**Task directions:**
Write the data below out exactly as it stands. Do not include the pictures.

-- Begin --

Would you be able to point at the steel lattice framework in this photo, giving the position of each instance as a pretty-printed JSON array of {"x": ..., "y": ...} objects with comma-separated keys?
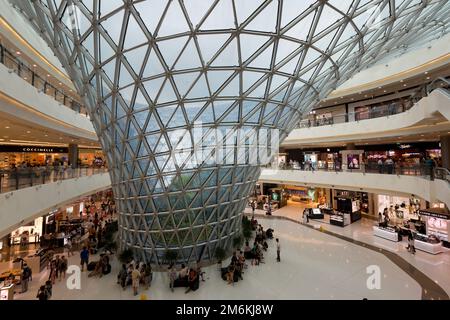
[{"x": 147, "y": 69}]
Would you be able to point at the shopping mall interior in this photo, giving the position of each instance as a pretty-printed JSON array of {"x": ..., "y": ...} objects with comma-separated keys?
[{"x": 225, "y": 150}]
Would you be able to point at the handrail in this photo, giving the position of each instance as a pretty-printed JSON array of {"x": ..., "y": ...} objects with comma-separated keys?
[
  {"x": 38, "y": 81},
  {"x": 19, "y": 178},
  {"x": 383, "y": 109},
  {"x": 409, "y": 170}
]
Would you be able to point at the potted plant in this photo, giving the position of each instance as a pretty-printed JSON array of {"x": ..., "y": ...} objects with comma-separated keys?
[
  {"x": 219, "y": 254},
  {"x": 126, "y": 256}
]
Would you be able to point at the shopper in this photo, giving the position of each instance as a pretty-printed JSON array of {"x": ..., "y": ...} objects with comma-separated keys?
[
  {"x": 84, "y": 256},
  {"x": 63, "y": 265},
  {"x": 53, "y": 272},
  {"x": 42, "y": 293},
  {"x": 122, "y": 276},
  {"x": 26, "y": 275},
  {"x": 411, "y": 247},
  {"x": 172, "y": 272},
  {"x": 380, "y": 165},
  {"x": 278, "y": 250},
  {"x": 135, "y": 277},
  {"x": 147, "y": 274}
]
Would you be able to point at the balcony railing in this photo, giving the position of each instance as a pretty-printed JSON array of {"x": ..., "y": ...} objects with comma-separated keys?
[
  {"x": 383, "y": 109},
  {"x": 409, "y": 170},
  {"x": 19, "y": 178},
  {"x": 29, "y": 74}
]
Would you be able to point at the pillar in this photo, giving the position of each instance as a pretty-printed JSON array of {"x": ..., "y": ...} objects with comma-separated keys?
[
  {"x": 445, "y": 150},
  {"x": 73, "y": 155}
]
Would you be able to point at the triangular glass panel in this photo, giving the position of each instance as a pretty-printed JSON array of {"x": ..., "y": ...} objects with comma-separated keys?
[
  {"x": 174, "y": 21},
  {"x": 189, "y": 58},
  {"x": 293, "y": 8},
  {"x": 150, "y": 12},
  {"x": 153, "y": 66},
  {"x": 219, "y": 18},
  {"x": 200, "y": 89},
  {"x": 197, "y": 9},
  {"x": 263, "y": 60},
  {"x": 301, "y": 30},
  {"x": 210, "y": 43},
  {"x": 135, "y": 58},
  {"x": 232, "y": 88},
  {"x": 113, "y": 25},
  {"x": 266, "y": 20},
  {"x": 171, "y": 49},
  {"x": 167, "y": 93},
  {"x": 228, "y": 57},
  {"x": 135, "y": 35},
  {"x": 152, "y": 87}
]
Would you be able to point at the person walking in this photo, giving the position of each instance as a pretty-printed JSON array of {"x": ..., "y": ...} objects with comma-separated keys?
[
  {"x": 380, "y": 165},
  {"x": 278, "y": 250},
  {"x": 135, "y": 277},
  {"x": 172, "y": 272},
  {"x": 84, "y": 256},
  {"x": 63, "y": 265},
  {"x": 411, "y": 247}
]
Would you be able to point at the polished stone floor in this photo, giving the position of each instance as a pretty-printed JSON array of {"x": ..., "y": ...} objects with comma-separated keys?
[
  {"x": 436, "y": 267},
  {"x": 314, "y": 265}
]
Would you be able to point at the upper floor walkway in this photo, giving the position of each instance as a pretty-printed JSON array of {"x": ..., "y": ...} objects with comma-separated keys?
[{"x": 430, "y": 114}]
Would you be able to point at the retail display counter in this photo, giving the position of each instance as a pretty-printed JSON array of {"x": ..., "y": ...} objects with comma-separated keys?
[
  {"x": 340, "y": 219},
  {"x": 7, "y": 292},
  {"x": 386, "y": 233},
  {"x": 427, "y": 243}
]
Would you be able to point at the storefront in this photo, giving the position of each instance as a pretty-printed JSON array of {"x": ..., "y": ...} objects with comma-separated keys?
[
  {"x": 91, "y": 157},
  {"x": 31, "y": 155},
  {"x": 29, "y": 233},
  {"x": 399, "y": 208},
  {"x": 404, "y": 154}
]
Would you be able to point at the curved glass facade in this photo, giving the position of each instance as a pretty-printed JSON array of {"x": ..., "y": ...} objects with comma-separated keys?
[{"x": 166, "y": 82}]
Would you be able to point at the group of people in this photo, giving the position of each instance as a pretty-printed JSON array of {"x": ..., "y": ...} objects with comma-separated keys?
[
  {"x": 186, "y": 277},
  {"x": 135, "y": 274}
]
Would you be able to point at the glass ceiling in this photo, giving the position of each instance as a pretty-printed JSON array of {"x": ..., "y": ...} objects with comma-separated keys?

-- End --

**Reply:**
Would you be able to point at the steel lattice framework in this photo, giving the position of each instance as a pretty-printed JSON array of {"x": ..., "y": ...} objects with comma-separated keys?
[{"x": 147, "y": 69}]
Would you be able to point at the shopping mall interior in this photo, giving the position of each instance as a pretty-printed JSON array of {"x": ..., "y": ...} objects with comma-separated keys?
[{"x": 225, "y": 150}]
Would you be able to point at the handrail in this photo, giving the position of each instance as a pretty-printed JSON array of {"x": ..., "y": ...} objects with comma-separated keys?
[
  {"x": 38, "y": 81},
  {"x": 19, "y": 178},
  {"x": 383, "y": 109},
  {"x": 409, "y": 170}
]
Would you be able to point at the potted plant in this photo, giving the position of each instance as a pretty-printed JSON array of {"x": ..., "y": ...} objects with comma-separated keys?
[
  {"x": 219, "y": 254},
  {"x": 126, "y": 256}
]
Would you be able to point at the shopper in this photo, giving the position of each instance as a pretty-printed JSON array of {"x": ..., "y": ...} objects with comma-separated keys?
[
  {"x": 84, "y": 256},
  {"x": 63, "y": 265},
  {"x": 53, "y": 272},
  {"x": 42, "y": 293},
  {"x": 122, "y": 276},
  {"x": 26, "y": 275},
  {"x": 411, "y": 247},
  {"x": 172, "y": 272},
  {"x": 380, "y": 165},
  {"x": 278, "y": 250},
  {"x": 135, "y": 277},
  {"x": 147, "y": 274}
]
Would you be able to point at the balcony railing in this photo, giving the position of each instance as a pretty-printed JSON array of {"x": ..., "y": ...} objects with comma-separated keys?
[
  {"x": 383, "y": 109},
  {"x": 409, "y": 170},
  {"x": 19, "y": 178},
  {"x": 29, "y": 74}
]
Would you be able to point at the pillar in this photo, giving the position of each instance as a pretty-printed JSON array of {"x": ..., "y": ...} objects with comma-separated keys?
[
  {"x": 445, "y": 150},
  {"x": 73, "y": 155}
]
Would you be able to point at the triangular glass panel in this photo, giving the position of each instance as a pretty-printed JSON array of {"x": ..., "y": ...} objects with comma-separated keys?
[
  {"x": 174, "y": 21},
  {"x": 189, "y": 58},
  {"x": 293, "y": 8},
  {"x": 150, "y": 12},
  {"x": 153, "y": 66},
  {"x": 219, "y": 18},
  {"x": 200, "y": 89},
  {"x": 197, "y": 9},
  {"x": 263, "y": 60},
  {"x": 301, "y": 30},
  {"x": 210, "y": 43},
  {"x": 135, "y": 58},
  {"x": 232, "y": 88},
  {"x": 113, "y": 25},
  {"x": 266, "y": 20},
  {"x": 171, "y": 49},
  {"x": 167, "y": 93},
  {"x": 228, "y": 57},
  {"x": 135, "y": 35},
  {"x": 152, "y": 87}
]
Would you be able to point at the person walking in this photo, giving the position of each instance as a pretty-printed JSON array of {"x": ..., "y": ...} objects with comma-separated keys?
[
  {"x": 380, "y": 165},
  {"x": 278, "y": 250},
  {"x": 135, "y": 277},
  {"x": 172, "y": 272},
  {"x": 84, "y": 256},
  {"x": 63, "y": 265},
  {"x": 411, "y": 247}
]
Would you be able to point at the polished stone floor in this photo, giving the position of each instance as a pretty-printed JSON array of {"x": ..., "y": ...} objects with comma-separated keys?
[
  {"x": 436, "y": 267},
  {"x": 314, "y": 265}
]
Would you be able to point at the upper floor walkway in this photo, giving the position of each instance as a pretty-printed JSON array of {"x": ..., "y": ...} objects with comma-separated keys?
[{"x": 430, "y": 114}]
Would you be able to point at the retail display counter in this photo, giving the position of each instance as a pretty-printed JSON array of {"x": ..., "y": ...} objects with comma-separated keys?
[
  {"x": 340, "y": 219},
  {"x": 7, "y": 292},
  {"x": 386, "y": 233},
  {"x": 427, "y": 243}
]
Would you be able to point at the storefront in this photo, giving the position of each instance as a pretty-printed JSON array of {"x": ..., "y": ...} objects with comma-separated keys?
[
  {"x": 91, "y": 157},
  {"x": 31, "y": 155},
  {"x": 29, "y": 233},
  {"x": 399, "y": 208},
  {"x": 404, "y": 154}
]
Would you be able to point at the curved glass facade in this photo, giving the position of each instance as a pretty-printed JSON array of {"x": ..., "y": ...} objects with comma-separated keys?
[{"x": 166, "y": 82}]
Would you be able to point at the group of people in this photo, giving the position of each instance as a pretty-printed JSON array of {"x": ..., "y": ...} objects with comma-separated keys?
[
  {"x": 186, "y": 277},
  {"x": 135, "y": 274}
]
Would you be able to point at the glass ceiling in this photo, giving the position of each instance as a pretty-printed JSON array of {"x": ..., "y": ...} objects with comma-separated keys?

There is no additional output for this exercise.